■ TRECHO FORNECIDO ■
● ● ● ● ●

Queira a burocracia ou não, existe demanda para que áreas protegidas sejam abertas à visitação. Isso é uma coisa boa que deve ser aproveitada.

5 de março de 2013 · 11 anos atrás
  • Fabio Olmos

    Biólogo, doutor em zoologia, observador de aves e viajante com gosto pela relação entre ecologia, história, economia e antropologia.

Andarilhos caminham pela trilha da Serra Fina rumo ao Alto do Capim Amarelo (2.570 m), na Serra da Mantiqueira. A próxima parada nesta travessia é a Pedra da Mina (atrás), a quarta montanha mais alta do Brasil, com 2.798 m.
Andarilhos caminham pela trilha da Serra Fina rumo ao Alto do Capim Amarelo (2.570 m), na Serra da Mantiqueira. A próxima parada nesta travessia é a Pedra da Mina (atrás), a quarta montanha mais alta do Brasil, com 2.798 m.

Há meses fiz a travessia da Serra Fina, uma rota ao longo da crista da Serra da Mantiqueira, entre São Paulo e Minas Gerais e um pouquinho do Rio de Janeiro na reta final. A região inclui algumas das montanhas mais altas do país, ecossistemas raros, espécies ameaçadas e visuais incríveis.

● ● ● ● ●

■ INFORMAÇÕES FORNECIDAS ■
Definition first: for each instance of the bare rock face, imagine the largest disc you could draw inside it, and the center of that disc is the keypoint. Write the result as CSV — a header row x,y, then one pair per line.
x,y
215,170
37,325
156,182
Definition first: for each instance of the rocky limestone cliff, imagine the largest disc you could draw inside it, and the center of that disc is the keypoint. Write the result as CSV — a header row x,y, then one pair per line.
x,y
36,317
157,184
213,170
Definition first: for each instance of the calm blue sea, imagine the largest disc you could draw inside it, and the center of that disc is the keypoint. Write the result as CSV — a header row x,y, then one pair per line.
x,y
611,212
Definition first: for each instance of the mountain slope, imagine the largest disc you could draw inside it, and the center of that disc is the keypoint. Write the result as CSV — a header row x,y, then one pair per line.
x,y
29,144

● ● ● ● ●

■ EXERCÍCIOS A FAZER ■
1 - Segundo o trecho sobre a Serra Fina, qual é a altitude da Pedra da Mina?
2 - Por favor, dê seguimento ao trecho sobre a Serra Fina a partir da última frase.
O material não será usado.

■ RESULTADOS POR TAREFA ■
1 - 2.798 m.

2 -
Não é para menos que essa região foi proposta para se tornar o Parque Nacional dos Altos da Mantiqueira. Mas a resistência de prefeitos, “ambientalistas” locais preocupados com interesses imobiliários e uma campanha de desinformação promovida pela imprensa local e o aval de políticos do alto escalão de um partido que não nomearei engavetaram a proposta em algum lugar do Ministério do Meio Ambiente.

Esse é só mais um exemplo, entre tantos, de áreas frágeis e importantes que deveriam ser protegidas e acabam largadas por conta dos interesses dos poucos com capacidade de apertar os botões corretos. O particular dar uma banana ao coletivo é a sina do Brasil.

Considerada uma das melhores caminhadas no Brasil e na América Latina, a travessia da Serra Fina é feita por um número crescente de andarilhos. Nos feriados pode até faltar lugar para acampar.

Não é diferente de tantos outros lugares que recebem um público cada vez maior, em geral advindo das metrópoles com melhores indicadores de educação e economia. Esse pessoal quer caminhar, acampar, andar de bike, escalar, saltar de paraglide ou asa delta, fazer piquenique, mergulhar, observar aves, fotografar…

Ou seja, ter contato com a natureza, se divertir, testar seus limites, pensar na vida. Em suma, viver bem e através dessas experiências dar um passo à frente no processo civilizatório.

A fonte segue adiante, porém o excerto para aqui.